Would it be possible to write out each entry below exactly, without the pictures?

Provided data.
•••••
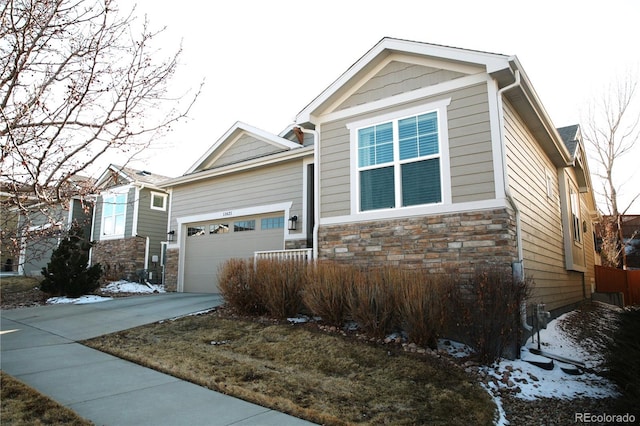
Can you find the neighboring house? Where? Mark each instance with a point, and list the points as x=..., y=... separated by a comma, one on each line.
x=419, y=155
x=237, y=199
x=32, y=232
x=129, y=224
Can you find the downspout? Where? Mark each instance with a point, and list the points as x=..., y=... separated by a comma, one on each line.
x=518, y=267
x=316, y=187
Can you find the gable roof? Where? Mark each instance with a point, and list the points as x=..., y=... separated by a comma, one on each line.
x=465, y=59
x=231, y=136
x=570, y=136
x=116, y=175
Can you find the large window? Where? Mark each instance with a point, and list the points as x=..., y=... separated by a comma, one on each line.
x=399, y=163
x=114, y=209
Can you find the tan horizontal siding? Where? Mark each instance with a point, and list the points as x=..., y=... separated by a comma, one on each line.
x=543, y=245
•••••
Task response.
Can you find the neighboring house? Where? Mark each instance with a point, and list the points as x=..., y=... separated by a comma, one on each line.
x=419, y=155
x=237, y=199
x=32, y=232
x=129, y=224
Can you find the downspout? Where? Mark each instance with a point, and list the points as x=..., y=... separated by a comma, one on each line.
x=518, y=267
x=316, y=187
Can you find the gable roof? Where? Mark each instance with a point, and list the points as x=..., y=... separated by a comma, one on each line.
x=465, y=59
x=231, y=136
x=570, y=136
x=116, y=175
Can you find the large window? Where? Mark each instance with a point, and list the points as x=..., y=... separated by a comma, one on each line.
x=399, y=163
x=114, y=209
Can you find the tan horizontal siding? Where? Mark each instance with a point, and list the points as x=..., y=... separated by a comma, one on each line.
x=543, y=245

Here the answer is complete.